### TASK
Update the records below by changing "segment every instance" to "trace each instance" everywhere it appears, keeping every other line the same. Leave out the pictures.

** BEGIN **

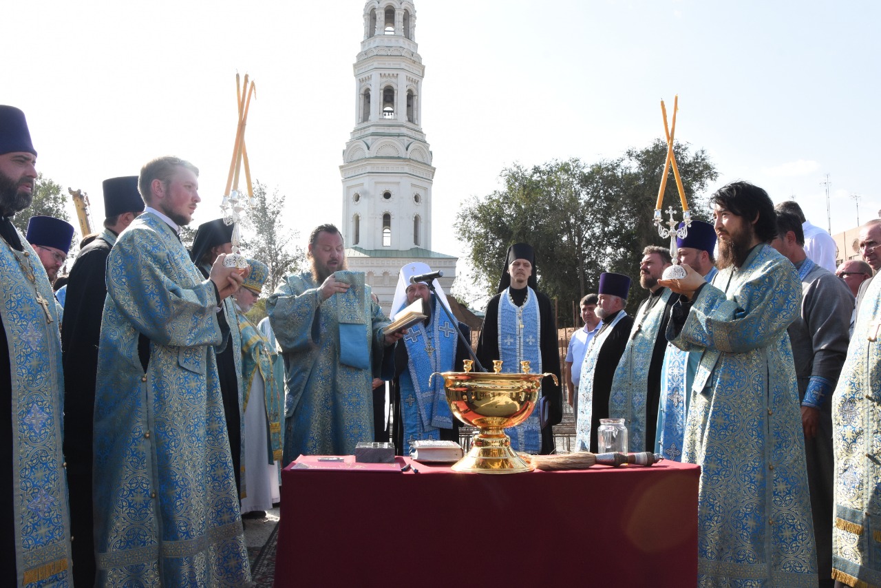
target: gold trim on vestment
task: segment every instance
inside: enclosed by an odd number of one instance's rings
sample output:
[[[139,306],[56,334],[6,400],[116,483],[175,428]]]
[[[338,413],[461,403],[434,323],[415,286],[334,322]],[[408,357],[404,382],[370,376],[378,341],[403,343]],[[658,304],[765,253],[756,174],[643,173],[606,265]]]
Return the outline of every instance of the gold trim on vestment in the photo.
[[[848,532],[852,532],[855,535],[862,534],[862,525],[857,525],[856,523],[851,523],[850,521],[846,521],[843,518],[835,518],[835,526],[841,531],[847,531]]]
[[[876,588],[870,584],[866,584],[862,580],[858,580],[850,574],[845,574],[840,569],[832,569],[832,579],[837,580],[853,588]]]

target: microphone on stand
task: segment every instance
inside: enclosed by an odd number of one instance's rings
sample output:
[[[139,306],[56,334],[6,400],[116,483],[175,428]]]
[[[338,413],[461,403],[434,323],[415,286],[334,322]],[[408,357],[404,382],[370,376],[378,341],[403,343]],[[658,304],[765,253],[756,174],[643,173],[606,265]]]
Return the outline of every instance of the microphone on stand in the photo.
[[[418,276],[411,276],[410,283],[416,284],[417,282],[427,282],[432,283],[433,280],[438,278],[443,278],[443,272],[440,270],[437,272],[429,272],[428,273],[420,273]]]

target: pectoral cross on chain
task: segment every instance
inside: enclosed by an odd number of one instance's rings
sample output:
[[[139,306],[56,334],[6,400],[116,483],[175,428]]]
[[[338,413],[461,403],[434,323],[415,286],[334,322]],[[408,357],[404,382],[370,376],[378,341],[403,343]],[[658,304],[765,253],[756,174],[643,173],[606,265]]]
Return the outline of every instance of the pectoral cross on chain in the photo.
[[[869,324],[869,340],[874,343],[878,339],[878,329],[881,328],[881,320],[872,321]]]
[[[49,303],[46,301],[46,299],[39,292],[37,293],[36,301],[37,304],[43,307],[43,312],[46,313],[46,324],[51,324],[52,315],[49,314]]]

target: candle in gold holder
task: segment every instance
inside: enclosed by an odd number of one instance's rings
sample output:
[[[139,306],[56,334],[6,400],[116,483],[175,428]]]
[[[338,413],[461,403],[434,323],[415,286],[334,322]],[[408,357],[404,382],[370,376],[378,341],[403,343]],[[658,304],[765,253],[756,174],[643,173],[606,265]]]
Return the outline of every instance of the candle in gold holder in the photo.
[[[241,255],[239,248],[241,241],[240,225],[244,219],[242,214],[246,209],[254,205],[254,190],[251,185],[251,169],[248,163],[248,150],[245,148],[245,124],[248,122],[248,111],[251,105],[251,95],[255,93],[254,82],[248,84],[248,74],[245,74],[244,86],[239,83],[239,74],[235,74],[236,103],[239,108],[239,124],[235,131],[235,144],[233,146],[233,159],[229,166],[229,175],[226,178],[226,190],[220,203],[223,211],[224,222],[233,225],[233,253],[226,256],[224,265],[244,269],[248,267],[248,260]],[[239,191],[239,173],[241,163],[245,164],[245,181],[248,183],[248,197]]]
[[[679,177],[679,168],[676,165],[676,153],[673,153],[673,138],[676,133],[676,115],[679,109],[679,96],[673,99],[673,117],[670,128],[667,127],[667,108],[661,100],[661,114],[663,116],[663,131],[667,138],[667,159],[664,161],[663,172],[661,175],[661,187],[658,190],[657,203],[655,205],[654,222],[658,228],[658,234],[663,239],[670,237],[670,255],[673,258],[673,265],[670,265],[663,272],[664,279],[682,279],[685,277],[685,271],[678,265],[677,260],[676,238],[684,239],[688,234],[688,227],[692,226],[692,213],[688,210],[688,201],[685,198],[685,190],[682,186],[682,178]],[[662,207],[663,206],[663,195],[667,190],[667,174],[669,169],[673,170],[673,177],[676,179],[676,187],[679,192],[679,201],[682,204],[682,226],[676,220],[674,214],[676,211],[672,206],[667,208],[666,212],[670,215],[669,220],[663,220]],[[667,225],[665,227],[664,225]]]

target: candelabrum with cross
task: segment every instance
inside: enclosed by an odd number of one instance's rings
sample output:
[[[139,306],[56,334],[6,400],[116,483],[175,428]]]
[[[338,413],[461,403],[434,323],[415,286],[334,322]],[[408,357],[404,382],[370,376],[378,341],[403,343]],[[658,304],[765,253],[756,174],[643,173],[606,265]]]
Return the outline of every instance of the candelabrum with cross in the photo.
[[[662,239],[670,237],[670,255],[673,259],[673,265],[663,271],[662,277],[664,279],[682,279],[687,275],[685,270],[678,264],[678,261],[677,260],[676,239],[677,237],[685,239],[685,235],[688,234],[688,227],[692,226],[692,213],[688,211],[688,200],[685,198],[685,190],[682,186],[682,178],[679,177],[679,168],[676,165],[676,154],[673,153],[673,138],[676,134],[676,114],[678,108],[679,96],[677,95],[673,100],[673,120],[668,128],[667,108],[664,106],[663,100],[661,100],[661,113],[663,115],[663,131],[667,137],[667,159],[664,161],[663,173],[661,175],[661,188],[658,190],[658,198],[657,204],[655,205],[653,221],[657,227],[658,234],[661,235]],[[667,189],[669,169],[673,170],[673,177],[676,179],[676,188],[679,192],[679,200],[682,202],[681,226],[676,220],[676,211],[673,209],[673,206],[669,206],[666,211],[670,215],[669,220],[663,220],[663,214],[661,212],[663,206],[664,190]],[[667,227],[664,227],[664,225],[667,225]]]
[[[247,90],[247,93],[246,93]],[[248,267],[248,259],[241,255],[239,248],[241,242],[241,227],[246,220],[244,212],[254,207],[254,188],[251,184],[251,167],[248,162],[248,149],[245,146],[245,124],[248,121],[248,110],[251,104],[251,95],[254,92],[254,82],[248,85],[248,74],[245,74],[245,84],[239,83],[239,74],[235,74],[236,104],[239,108],[239,125],[235,132],[235,145],[233,147],[233,160],[229,166],[229,176],[226,180],[226,190],[220,203],[223,212],[223,221],[227,226],[233,225],[233,253],[224,259],[226,267],[236,267],[243,270]],[[245,182],[248,185],[248,195],[239,191],[239,175],[241,164],[245,167]]]

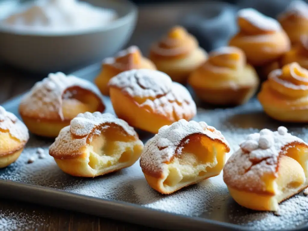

** END **

### ANSWER
target: gold trim on vestment
task: trace each instance
inside: enclosed by an odd number of one instance's rings
sample output:
[[[139,306],[56,334],[6,400],[116,483],[175,428]]]
[[[338,413],[461,403],[434,323],[415,286],[334,322]],[[408,357],[404,382],[370,376],[378,341],[403,343]],[[658,304],[765,253],[756,174],[643,173],[606,265]]]
Return the outline of every instance of the gold trim on vestment in the photo.
[[[848,532],[852,532],[855,535],[862,534],[862,525],[857,525],[856,523],[851,523],[850,521],[846,521],[843,518],[835,518],[835,526],[841,531],[847,531]]]
[[[876,588],[870,584],[866,584],[862,580],[858,580],[850,574],[845,574],[840,569],[832,569],[832,579],[837,580],[853,588]]]

target: microphone on stand
task: trace each instance
inside: enclosed by an odd number of one instance's rings
sample output:
[[[139,306],[56,334],[6,400],[116,483],[175,428]]]
[[[338,413],[461,403],[434,323],[415,286],[334,322]],[[408,357],[404,382],[370,376],[378,341],[403,343]],[[658,304],[765,253],[756,174],[643,173],[606,265]]]
Return the outline of every instance of the microphone on stand in the photo.
[[[418,276],[411,276],[410,283],[416,284],[417,282],[427,282],[432,283],[433,280],[438,278],[443,278],[443,272],[440,270],[437,272],[429,272],[428,273],[420,273]]]

target: pectoral cross on chain
task: trace each instance
inside: enclosed by an odd number of one instance's rings
sample output:
[[[139,306],[56,334],[6,400],[116,483],[175,428]]]
[[[338,413],[461,403],[434,323],[415,286],[334,322]],[[408,357],[404,382],[370,376],[378,341],[403,343]],[[658,304],[765,253],[756,174],[643,173],[606,265]]]
Return the outline of every instance of the pectoral cross on chain in the photo.
[[[869,324],[869,340],[874,343],[878,339],[878,329],[881,328],[881,320],[872,321]]]
[[[49,303],[46,301],[46,299],[39,292],[37,293],[36,301],[37,304],[43,307],[43,312],[46,313],[46,324],[51,324],[52,315],[49,314]]]

target: candle in gold holder
task: trace each instance
inside: enclosed by an odd number of one instance's rings
sample output:
[[[139,306],[56,334],[6,400],[116,483],[175,428]]]
[[[338,413],[461,403],[434,323],[415,286],[334,322]],[[408,357],[404,382],[370,376],[378,341],[403,343]],[[658,304],[765,253],[756,174],[643,173],[606,265]]]
Return the outline of every instance of the candle in gold holder in the photo.
[[[241,255],[239,248],[241,241],[240,225],[244,219],[242,214],[246,209],[254,205],[254,190],[251,185],[251,169],[248,163],[248,150],[245,148],[245,124],[248,122],[248,111],[251,105],[251,95],[255,93],[254,82],[248,84],[248,74],[245,74],[244,86],[239,83],[239,74],[235,74],[236,103],[239,108],[239,124],[235,131],[235,144],[233,146],[233,159],[229,166],[229,175],[226,178],[226,190],[220,203],[223,211],[224,222],[233,225],[233,253],[226,256],[224,265],[244,269],[248,267],[248,260]],[[239,191],[239,173],[241,163],[245,164],[245,181],[248,183],[248,197]]]
[[[679,177],[679,168],[676,165],[676,153],[673,153],[673,138],[676,133],[676,115],[679,109],[679,96],[673,99],[673,117],[670,128],[667,127],[667,108],[661,100],[661,114],[663,116],[663,131],[667,138],[667,159],[664,161],[663,172],[661,175],[661,187],[658,190],[657,203],[655,205],[654,222],[658,228],[658,234],[663,239],[670,237],[670,255],[673,258],[673,265],[670,265],[663,272],[664,279],[682,279],[685,277],[685,271],[678,265],[677,260],[676,238],[684,239],[688,234],[688,227],[692,226],[692,213],[688,210],[688,201],[685,198],[685,190],[682,186],[682,178]],[[662,207],[663,206],[663,195],[667,190],[667,174],[669,169],[673,170],[673,177],[676,179],[676,187],[679,192],[679,201],[682,204],[682,226],[676,220],[674,214],[676,211],[672,206],[667,208],[666,212],[670,215],[669,220],[663,220]],[[667,225],[665,227],[664,225]]]

target: candelabrum with cross
task: trace each instance
inside: enclosed by an odd number of one instance's rings
sample output:
[[[139,306],[56,334],[6,400],[116,483],[175,428]]]
[[[338,413],[461,403],[434,323],[415,286],[334,322]],[[408,357],[404,382],[370,376],[378,341],[403,343]],[[658,304],[765,253],[756,174],[643,173],[606,265]]]
Return the outline of every instance of the candelabrum with cross in the photo.
[[[662,239],[670,237],[670,255],[673,259],[673,265],[663,271],[662,277],[664,279],[682,279],[687,275],[685,270],[678,264],[678,261],[677,260],[676,239],[677,237],[685,239],[685,235],[688,234],[688,227],[692,226],[692,213],[688,211],[688,200],[685,198],[685,190],[682,186],[682,178],[679,177],[679,168],[676,165],[676,154],[673,153],[673,138],[676,134],[676,114],[678,108],[679,96],[677,95],[673,100],[673,120],[668,128],[667,108],[664,106],[663,100],[661,100],[661,113],[663,115],[663,131],[667,137],[667,159],[664,161],[663,173],[661,175],[661,188],[658,190],[658,198],[657,204],[655,205],[653,221],[657,227],[658,234],[661,235]],[[667,189],[669,169],[673,170],[673,177],[676,179],[676,188],[679,192],[679,200],[682,202],[681,226],[676,220],[676,211],[673,209],[673,206],[669,206],[666,211],[670,215],[669,220],[663,220],[663,214],[661,212],[663,206],[664,190]],[[667,227],[664,227],[664,225],[667,225]]]
[[[247,90],[247,93],[246,93]],[[248,267],[248,259],[241,255],[239,248],[241,242],[241,227],[246,220],[244,212],[254,207],[254,188],[251,184],[251,167],[248,162],[248,149],[245,146],[245,124],[248,121],[248,110],[251,104],[251,95],[254,92],[254,82],[248,85],[248,74],[245,74],[245,84],[239,83],[239,74],[235,74],[236,104],[239,108],[239,125],[235,132],[235,145],[233,147],[233,160],[229,166],[229,176],[226,180],[226,190],[220,203],[223,212],[223,221],[227,226],[233,225],[233,253],[224,259],[226,267],[236,267],[243,270]],[[245,182],[248,185],[248,195],[239,191],[239,175],[241,164],[245,167]]]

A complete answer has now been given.